— begin Exercise material —

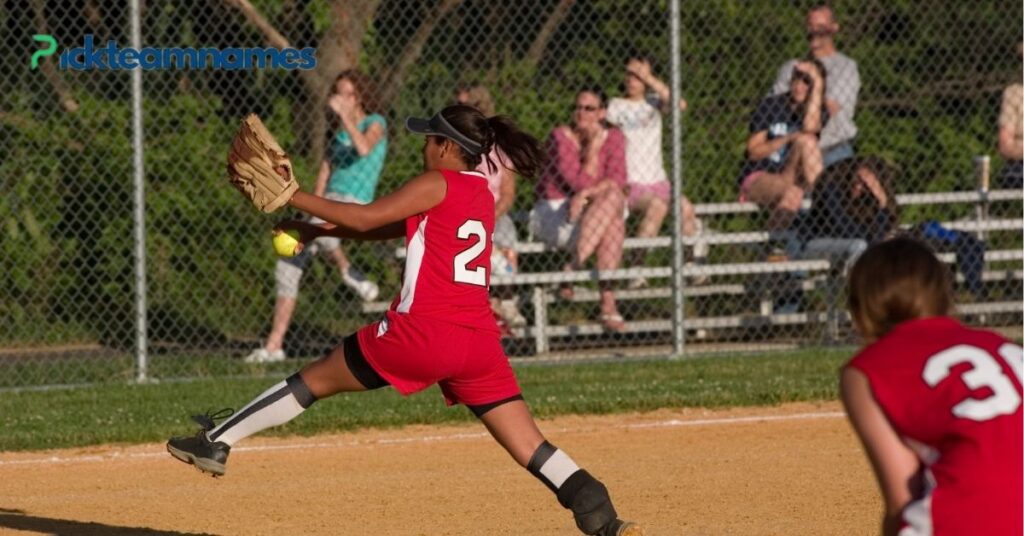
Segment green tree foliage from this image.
[0,0,1022,346]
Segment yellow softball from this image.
[273,230,299,257]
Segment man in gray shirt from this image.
[772,4,860,167]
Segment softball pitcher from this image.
[167,106,643,536]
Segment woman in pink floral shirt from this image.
[532,88,626,331]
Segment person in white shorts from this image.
[607,56,707,288]
[530,87,626,332]
[245,70,387,363]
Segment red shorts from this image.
[355,311,522,406]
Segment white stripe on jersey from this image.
[395,216,430,313]
[899,468,935,536]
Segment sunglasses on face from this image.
[807,28,831,40]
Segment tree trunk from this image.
[380,0,462,109]
[526,0,575,68]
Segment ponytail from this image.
[440,105,544,178]
[487,116,544,178]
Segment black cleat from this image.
[598,520,645,536]
[167,410,231,477]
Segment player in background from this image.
[167,106,643,536]
[841,238,1024,536]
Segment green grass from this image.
[0,349,851,451]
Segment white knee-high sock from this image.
[526,442,580,493]
[206,373,316,446]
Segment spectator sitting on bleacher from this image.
[999,44,1024,190]
[799,157,899,270]
[772,3,860,167]
[608,56,707,288]
[739,59,828,230]
[455,83,526,326]
[530,88,626,331]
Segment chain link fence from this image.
[0,0,1022,387]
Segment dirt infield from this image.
[0,403,881,536]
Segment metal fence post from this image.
[131,0,148,382]
[669,0,686,358]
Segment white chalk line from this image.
[0,411,846,466]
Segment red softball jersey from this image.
[849,317,1024,536]
[391,169,500,333]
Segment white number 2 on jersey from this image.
[455,219,487,287]
[924,343,1024,421]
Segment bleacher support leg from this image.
[532,285,548,354]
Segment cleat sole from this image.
[167,444,226,478]
[616,522,647,536]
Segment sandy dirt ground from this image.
[0,403,881,536]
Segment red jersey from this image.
[391,169,499,333]
[849,317,1024,536]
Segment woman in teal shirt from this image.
[245,70,387,363]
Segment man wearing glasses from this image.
[772,4,860,167]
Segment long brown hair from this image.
[847,237,953,341]
[441,105,544,178]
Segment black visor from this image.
[406,112,483,155]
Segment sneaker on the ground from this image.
[498,298,526,328]
[598,520,646,536]
[167,410,233,477]
[341,266,380,301]
[242,348,288,363]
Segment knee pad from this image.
[558,469,618,534]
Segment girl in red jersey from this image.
[167,106,642,536]
[841,238,1024,536]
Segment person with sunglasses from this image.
[530,87,626,332]
[772,3,860,167]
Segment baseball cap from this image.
[406,112,483,155]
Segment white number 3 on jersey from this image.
[924,342,1024,421]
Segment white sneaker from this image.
[627,278,647,290]
[498,299,526,327]
[341,266,380,301]
[242,348,288,363]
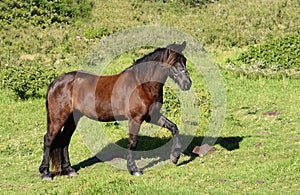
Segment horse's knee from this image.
[128,136,137,150]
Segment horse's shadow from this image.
[72,135,245,171]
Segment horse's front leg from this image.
[150,113,181,164]
[127,119,143,176]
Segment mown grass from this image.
[0,0,300,194]
[0,75,300,194]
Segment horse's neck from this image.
[132,62,168,84]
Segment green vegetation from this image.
[228,34,300,71]
[0,0,300,194]
[0,0,94,29]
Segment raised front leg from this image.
[150,114,181,164]
[127,119,143,176]
[39,133,52,180]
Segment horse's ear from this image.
[167,41,186,53]
[180,41,186,52]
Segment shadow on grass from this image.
[73,135,246,171]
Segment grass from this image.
[0,0,300,194]
[0,71,300,194]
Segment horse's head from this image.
[166,41,192,91]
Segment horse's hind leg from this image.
[149,114,181,164]
[39,121,63,180]
[127,119,143,176]
[61,113,81,176]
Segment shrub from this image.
[0,0,94,27]
[227,34,300,71]
[0,64,58,99]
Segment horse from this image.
[39,41,192,180]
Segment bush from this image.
[227,34,300,71]
[0,0,94,27]
[0,64,58,100]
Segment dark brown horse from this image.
[39,42,191,180]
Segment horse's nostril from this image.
[183,81,191,90]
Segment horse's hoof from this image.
[68,171,78,177]
[170,154,179,164]
[130,171,143,176]
[42,174,53,181]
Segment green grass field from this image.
[0,0,300,194]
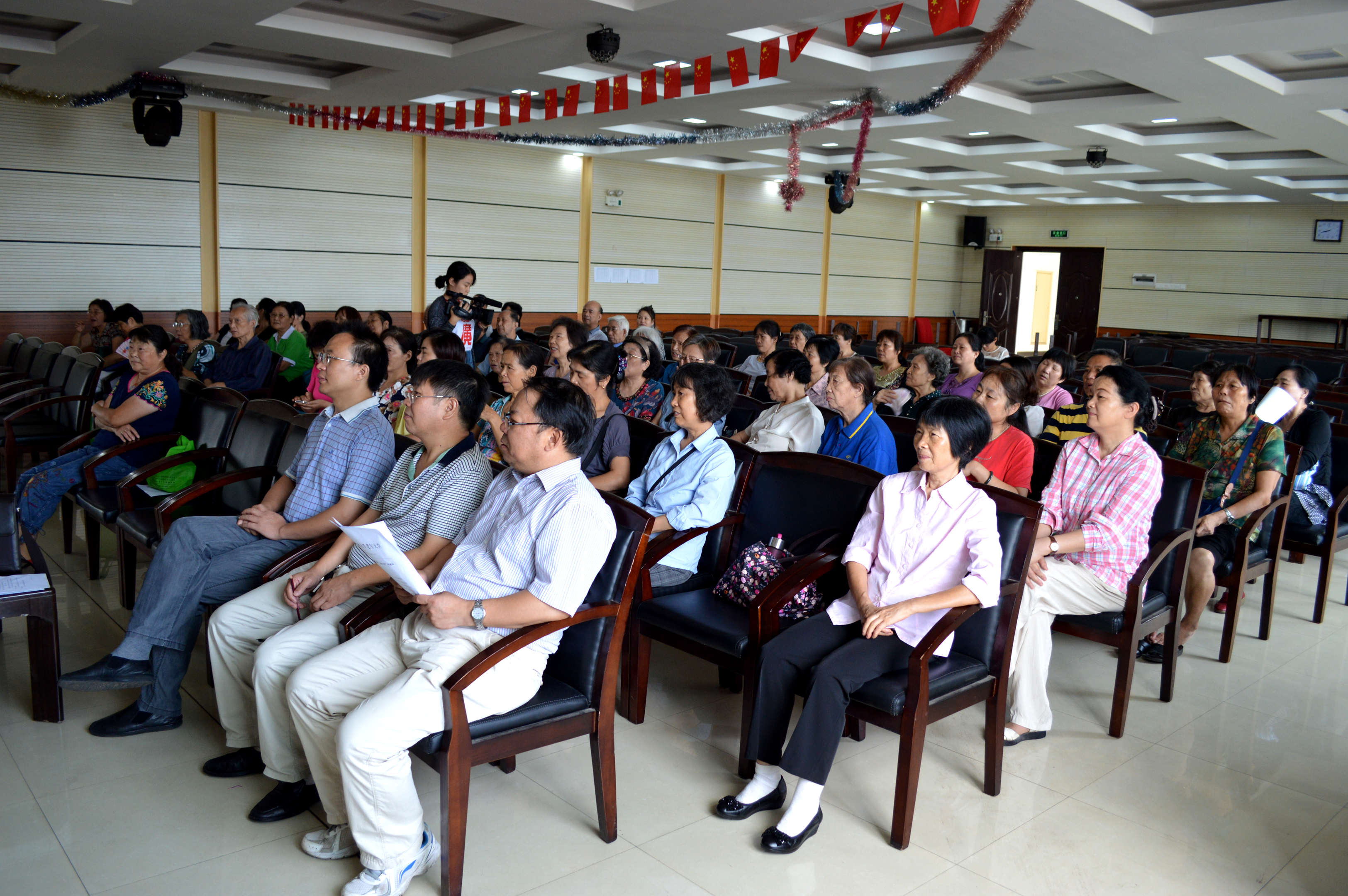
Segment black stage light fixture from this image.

— end Exercise material —

* _Problem details_
Change "from this image" to "in this picture" everywhere in the stored entries above, and reproduce the lines with no other alterations. Omit the pictures from your answer.

* _Problem solution_
Segment green tree foliage in this picture.
[0,0,1022,346]
Segment yellow softball in this picture.
[273,230,299,257]
Segment man in gray shirt in this picture.
[772,4,860,167]
Segment softball pitcher in this picture.
[167,106,643,536]
Segment woman in pink floral shirt in this picture.
[532,88,626,331]
Segment person in white shorts in this picture.
[607,56,707,288]
[530,87,626,332]
[245,70,387,363]
Segment red shorts in this picture.
[355,311,522,406]
Segment white stripe on jersey in this picture.
[395,216,430,313]
[899,468,935,536]
Segment sunglasses on face in this picture.
[807,28,831,40]
Segment tree trunk in this picture.
[380,0,462,109]
[526,0,575,68]
Segment ponytail in this picture.
[440,105,544,178]
[487,116,544,178]
Segment black cleat in this picture.
[598,520,645,536]
[167,410,231,477]
Segment player in background in this picture.
[167,106,643,536]
[841,238,1024,536]
Segment green grass in this picture.
[0,349,851,451]
Segment white knee-high sock in this picture.
[526,442,580,493]
[206,373,316,446]
Segment spectator sitting on bleacher in this picture.
[999,44,1024,190]
[799,157,899,270]
[772,3,860,167]
[608,56,707,288]
[739,59,828,230]
[455,83,526,326]
[530,88,626,331]
Segment chain link fence in this picture.
[0,0,1022,387]
Segment dirt infield in this picture.
[0,403,881,536]
Segment metal fence post in this picture.
[131,0,148,382]
[669,0,686,358]
Segment white chalk line in this picture.
[0,411,846,466]
Segment red softball jersey in this picture.
[849,317,1024,536]
[391,169,500,333]
Segment white number 2 on jersey in this picture.
[455,219,487,287]
[924,343,1024,421]
Segment bleacher support leg in this picture.
[532,285,548,354]
Segment cleat sole in this picture.
[167,444,226,478]
[616,522,647,536]
Segment sandy dirt ground in this picture.
[0,403,881,536]
Segment red jersey in this picture.
[391,169,499,333]
[849,317,1024,536]
Segment woman in teal shirt in this picture.
[245,70,387,363]
Segment man wearing glasses in this picture.
[772,4,860,167]
Segment long brown hair in this picture.
[847,237,953,341]
[441,105,544,178]
Segment black visor in this picture.
[406,112,483,155]
Segment sneaker on the ground in this picture.
[498,298,526,328]
[598,520,646,536]
[167,410,233,477]
[341,266,380,301]
[242,348,288,363]
Segment knee pad in this picture.
[558,469,618,534]
Segment girl in red jersey in this picture.
[167,106,642,536]
[841,238,1024,536]
Segment person with sunglasses in this picture.
[530,87,626,332]
[772,3,860,167]
Segment baseball cap in this picture.
[406,112,483,155]
Segment white number 3 on jersey in this picture.
[924,342,1024,421]
Segment white sneaker in this picture.
[627,278,647,290]
[498,299,526,327]
[341,266,380,301]
[242,348,288,363]
Segment horse's knee in this picture.
[128,136,137,150]
Segment horse's shadow in this picture.
[72,135,245,171]
Segment horse's front leg in this picture.
[150,113,181,164]
[127,119,143,176]
Segment mown grass in this picture.
[0,0,300,194]
[0,75,300,194]
Segment horse's neck in this picture.
[132,62,168,84]
Segment green vegetation in this picture.
[228,34,300,71]
[0,0,300,194]
[0,0,94,29]
Segment raised front leg in this picture.
[150,114,181,164]
[127,119,143,176]
[39,133,52,180]
Segment horse's ear in this picture.
[167,41,186,53]
[180,41,186,52]
Segment shadow on grass in this picture.
[73,135,246,171]
Segment grass in this picture.
[0,0,300,194]
[0,71,300,194]
Segment horse's head in this picture.
[166,41,192,91]
Segment horse's hind leg in this picture.
[149,114,181,164]
[39,121,63,180]
[127,119,143,176]
[61,113,81,176]
Segment shrub in this picture.
[0,0,94,27]
[227,34,300,71]
[0,64,58,99]
Segment horse in this picture.
[39,41,192,180]
Segment bush in this picture.
[227,34,300,71]
[0,0,94,27]
[0,64,58,100]
Segment dark brown horse in this picture.
[39,42,191,180]
Segment horse's nostril in this picture.
[183,81,191,90]
Segment horse's hoof in this picture.
[68,171,78,177]
[170,154,179,164]
[130,171,143,176]
[42,174,53,181]
Segment green grass field in this picture.
[0,0,300,194]
Segment black stage light fixture in this picture.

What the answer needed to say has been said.